■ GIVEN DATA
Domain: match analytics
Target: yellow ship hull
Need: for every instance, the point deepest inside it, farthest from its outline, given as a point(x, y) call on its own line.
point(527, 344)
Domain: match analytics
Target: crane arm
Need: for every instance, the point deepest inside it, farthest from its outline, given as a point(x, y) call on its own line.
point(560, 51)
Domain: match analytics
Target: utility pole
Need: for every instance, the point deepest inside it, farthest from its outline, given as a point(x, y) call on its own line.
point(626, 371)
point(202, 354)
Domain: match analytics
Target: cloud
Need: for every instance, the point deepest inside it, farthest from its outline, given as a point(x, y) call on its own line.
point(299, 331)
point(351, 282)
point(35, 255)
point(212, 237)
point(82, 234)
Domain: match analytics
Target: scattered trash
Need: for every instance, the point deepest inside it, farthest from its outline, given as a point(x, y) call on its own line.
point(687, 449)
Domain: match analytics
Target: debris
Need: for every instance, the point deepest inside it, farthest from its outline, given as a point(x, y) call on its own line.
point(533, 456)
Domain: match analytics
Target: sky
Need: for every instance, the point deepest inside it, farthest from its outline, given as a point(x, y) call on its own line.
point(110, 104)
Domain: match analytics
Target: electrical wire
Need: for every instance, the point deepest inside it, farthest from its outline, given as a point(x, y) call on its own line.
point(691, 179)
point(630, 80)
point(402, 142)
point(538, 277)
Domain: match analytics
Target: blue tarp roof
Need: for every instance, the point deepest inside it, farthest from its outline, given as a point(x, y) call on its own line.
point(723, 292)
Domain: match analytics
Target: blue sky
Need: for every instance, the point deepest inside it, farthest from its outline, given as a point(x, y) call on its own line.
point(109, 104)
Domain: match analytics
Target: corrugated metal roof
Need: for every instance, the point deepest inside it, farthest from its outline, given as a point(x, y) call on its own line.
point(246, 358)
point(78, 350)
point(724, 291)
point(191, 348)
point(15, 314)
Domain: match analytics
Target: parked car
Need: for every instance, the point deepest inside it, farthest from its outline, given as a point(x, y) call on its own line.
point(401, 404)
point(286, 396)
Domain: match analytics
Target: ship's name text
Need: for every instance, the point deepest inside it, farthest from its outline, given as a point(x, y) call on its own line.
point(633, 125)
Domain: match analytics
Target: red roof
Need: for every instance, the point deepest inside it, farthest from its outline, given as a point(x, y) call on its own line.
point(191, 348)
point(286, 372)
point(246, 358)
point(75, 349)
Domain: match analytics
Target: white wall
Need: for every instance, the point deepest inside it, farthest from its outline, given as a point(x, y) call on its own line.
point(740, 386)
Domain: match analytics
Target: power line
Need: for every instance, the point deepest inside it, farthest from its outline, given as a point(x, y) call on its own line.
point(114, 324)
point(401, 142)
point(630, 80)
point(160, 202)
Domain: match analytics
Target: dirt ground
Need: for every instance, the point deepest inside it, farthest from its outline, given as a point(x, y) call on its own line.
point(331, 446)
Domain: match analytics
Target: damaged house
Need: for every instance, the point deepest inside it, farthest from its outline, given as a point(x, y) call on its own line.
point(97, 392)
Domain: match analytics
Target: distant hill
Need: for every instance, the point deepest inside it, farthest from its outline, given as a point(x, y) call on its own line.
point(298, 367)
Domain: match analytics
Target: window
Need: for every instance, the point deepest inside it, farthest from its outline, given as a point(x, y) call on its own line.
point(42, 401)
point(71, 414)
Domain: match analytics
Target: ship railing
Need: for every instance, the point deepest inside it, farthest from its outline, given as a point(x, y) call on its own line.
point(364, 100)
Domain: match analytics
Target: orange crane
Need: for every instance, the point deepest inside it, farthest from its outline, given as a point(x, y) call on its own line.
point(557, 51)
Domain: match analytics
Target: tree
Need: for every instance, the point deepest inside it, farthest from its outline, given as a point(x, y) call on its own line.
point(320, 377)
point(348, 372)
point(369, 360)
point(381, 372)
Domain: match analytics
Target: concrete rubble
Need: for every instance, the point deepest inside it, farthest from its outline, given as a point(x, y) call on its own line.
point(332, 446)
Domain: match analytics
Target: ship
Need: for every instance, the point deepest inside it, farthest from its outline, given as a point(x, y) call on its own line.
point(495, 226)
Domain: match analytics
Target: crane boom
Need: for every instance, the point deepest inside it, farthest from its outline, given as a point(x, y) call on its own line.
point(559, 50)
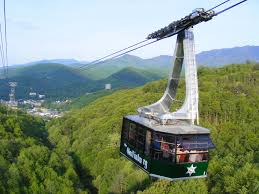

■ EXERCISE REQUIREMENTS
"Target: crane arm" marks the last line to print; print everything from the first line of the data through that line, unchanged, and nothing more.

■ OUTPUT
Domain: match analytics
Target: yellow ship hull
Need: for every instance, the point deepest inside it, farthest from its outline, given as a point(x, y) call on its own line.
point(527, 344)
Domain: match analytics
Target: crane arm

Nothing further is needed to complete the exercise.